▶ _Quoted passage_:
Climate Change Films by Bruce Melton PE
From the Greenland Ice Sheet to the deserted barrier islands of the Gulf Coast of Texas and all through the Rocky Mountains, climate change is happening. The scientists say that it is happening faster and with greater impacts than they expected. I am a professional engineer, environmental researcher, adventurer and climate science outreach specialist. I read the scientific papers so you don't have to. Then I take this knowledge and go to where the scientists say we have changed our planet. There I make my films and interpret the latest scientific findings into plain English for you, so you do not have to learn the ways of the dendrochronologists, tempestologist and biogeochemists.
Follow me to the ends of the earth and see for yourself, then tell your friends. We have a big challenge to overcome.

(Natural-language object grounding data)
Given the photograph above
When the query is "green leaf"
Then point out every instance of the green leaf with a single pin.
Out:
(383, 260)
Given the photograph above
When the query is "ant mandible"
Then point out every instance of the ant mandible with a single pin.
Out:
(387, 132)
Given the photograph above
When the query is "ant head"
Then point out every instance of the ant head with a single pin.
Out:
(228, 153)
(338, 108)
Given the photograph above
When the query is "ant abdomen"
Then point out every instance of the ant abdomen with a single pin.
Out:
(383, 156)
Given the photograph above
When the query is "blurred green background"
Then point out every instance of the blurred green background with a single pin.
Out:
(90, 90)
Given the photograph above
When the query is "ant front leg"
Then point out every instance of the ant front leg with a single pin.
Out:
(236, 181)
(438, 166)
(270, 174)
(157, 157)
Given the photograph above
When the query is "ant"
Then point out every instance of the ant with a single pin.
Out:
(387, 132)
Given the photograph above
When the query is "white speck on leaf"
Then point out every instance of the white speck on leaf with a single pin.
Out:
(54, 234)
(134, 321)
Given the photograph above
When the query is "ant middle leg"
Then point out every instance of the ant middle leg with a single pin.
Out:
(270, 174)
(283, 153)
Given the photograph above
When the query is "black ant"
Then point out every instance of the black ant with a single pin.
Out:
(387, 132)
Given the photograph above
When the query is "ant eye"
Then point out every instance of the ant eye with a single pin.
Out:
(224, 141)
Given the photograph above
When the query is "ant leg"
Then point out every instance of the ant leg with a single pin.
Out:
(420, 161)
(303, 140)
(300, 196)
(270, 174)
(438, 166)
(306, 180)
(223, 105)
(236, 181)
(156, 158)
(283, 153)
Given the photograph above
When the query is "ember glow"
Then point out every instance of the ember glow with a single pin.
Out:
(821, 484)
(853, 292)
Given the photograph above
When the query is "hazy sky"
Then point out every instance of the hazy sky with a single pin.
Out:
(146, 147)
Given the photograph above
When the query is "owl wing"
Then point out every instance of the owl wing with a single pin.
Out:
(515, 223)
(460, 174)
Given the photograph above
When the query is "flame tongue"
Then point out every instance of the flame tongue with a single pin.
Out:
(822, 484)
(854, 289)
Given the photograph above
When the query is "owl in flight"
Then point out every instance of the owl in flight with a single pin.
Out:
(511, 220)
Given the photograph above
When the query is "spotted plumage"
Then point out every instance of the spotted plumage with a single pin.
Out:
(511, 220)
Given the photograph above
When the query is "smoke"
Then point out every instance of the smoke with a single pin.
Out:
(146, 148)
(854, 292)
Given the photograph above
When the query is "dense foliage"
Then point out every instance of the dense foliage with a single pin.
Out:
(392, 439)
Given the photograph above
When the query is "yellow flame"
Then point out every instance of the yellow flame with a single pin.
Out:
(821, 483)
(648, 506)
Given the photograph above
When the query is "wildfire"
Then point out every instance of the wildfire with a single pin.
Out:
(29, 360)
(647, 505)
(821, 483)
---
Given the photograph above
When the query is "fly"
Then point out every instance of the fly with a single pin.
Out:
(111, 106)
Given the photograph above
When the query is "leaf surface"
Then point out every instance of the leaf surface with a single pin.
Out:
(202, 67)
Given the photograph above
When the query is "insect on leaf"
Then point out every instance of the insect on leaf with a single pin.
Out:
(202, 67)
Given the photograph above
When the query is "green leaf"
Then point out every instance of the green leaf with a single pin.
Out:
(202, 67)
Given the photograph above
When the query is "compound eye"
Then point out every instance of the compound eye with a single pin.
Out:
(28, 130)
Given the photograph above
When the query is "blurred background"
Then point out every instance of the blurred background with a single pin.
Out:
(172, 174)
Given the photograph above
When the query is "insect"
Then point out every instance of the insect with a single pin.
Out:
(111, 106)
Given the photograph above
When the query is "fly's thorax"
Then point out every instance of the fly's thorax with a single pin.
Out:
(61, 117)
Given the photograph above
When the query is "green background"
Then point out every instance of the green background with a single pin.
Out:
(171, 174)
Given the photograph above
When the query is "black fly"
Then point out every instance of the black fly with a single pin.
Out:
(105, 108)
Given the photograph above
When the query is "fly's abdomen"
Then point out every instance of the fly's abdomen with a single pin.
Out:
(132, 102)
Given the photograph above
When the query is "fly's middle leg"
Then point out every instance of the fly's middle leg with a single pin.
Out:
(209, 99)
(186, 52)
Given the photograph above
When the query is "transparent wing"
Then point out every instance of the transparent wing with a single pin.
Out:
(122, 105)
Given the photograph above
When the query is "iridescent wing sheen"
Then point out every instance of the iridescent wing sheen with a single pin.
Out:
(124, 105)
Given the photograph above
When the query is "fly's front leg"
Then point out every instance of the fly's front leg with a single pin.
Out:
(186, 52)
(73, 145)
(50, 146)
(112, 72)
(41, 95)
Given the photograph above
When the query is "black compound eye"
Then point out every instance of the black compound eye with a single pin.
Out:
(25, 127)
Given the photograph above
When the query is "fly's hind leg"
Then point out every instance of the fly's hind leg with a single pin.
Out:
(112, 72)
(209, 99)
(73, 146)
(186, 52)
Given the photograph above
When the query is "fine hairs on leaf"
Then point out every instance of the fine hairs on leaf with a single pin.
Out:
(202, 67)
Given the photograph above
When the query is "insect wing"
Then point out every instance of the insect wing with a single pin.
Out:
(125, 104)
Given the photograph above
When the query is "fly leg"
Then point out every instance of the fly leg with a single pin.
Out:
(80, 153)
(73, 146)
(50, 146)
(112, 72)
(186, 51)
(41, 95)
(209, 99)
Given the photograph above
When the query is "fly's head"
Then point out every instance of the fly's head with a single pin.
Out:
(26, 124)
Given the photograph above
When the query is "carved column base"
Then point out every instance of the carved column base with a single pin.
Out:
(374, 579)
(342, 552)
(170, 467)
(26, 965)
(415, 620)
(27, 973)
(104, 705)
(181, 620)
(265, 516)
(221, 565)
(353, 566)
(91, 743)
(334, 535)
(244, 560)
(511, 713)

▶ _Brief 1_: According to the climate change films introduction, why does Bruce Melton interpret the latest scientific findings into plain English? Answer in one to three sentences.
▶ _Brief 2_: Translate this sentence from the climate change films introduction into Spanish: "The scientists say that it is happening faster and with greater impacts than they expected."
▶ _Brief 3_: Write out the part of the climate change films introduction starting with "Climate Change Films" and going on through "tempestologist and biogeochemists.".

▶ _Reply 1_: Bruce Melton interprets the findings into plain English so that viewers do not have to learn the ways of the dendrochronologists, tempestologists and biogeochemists. In the same spirit, Melton reads the scientific papers so that others don't have to.

▶ _Reply 2_: Los científicos dicen que está ocurriendo más rápido y con mayores impactos de lo que esperaban.

▶ _Reply 3_:
Climate Change Films by Bruce Melton PE
From the Greenland Ice Sheet to the deserted barrier islands of the Gulf Coast of Texas and all through the Rocky Mountains, climate change is happening. The scientists say that it is happening faster and with greater impacts than they expected. I am a professional engineer, environmental researcher, adventurer and climate science outreach specialist. I read the scientific papers so you don't have to. Then I take this knowledge and go to where the scientists say we have changed our planet. There I make my films and interpret the latest scientific findings into plain English for you, so you do not have to learn the ways of the dendrochronologists, tempestologist and biogeochemists.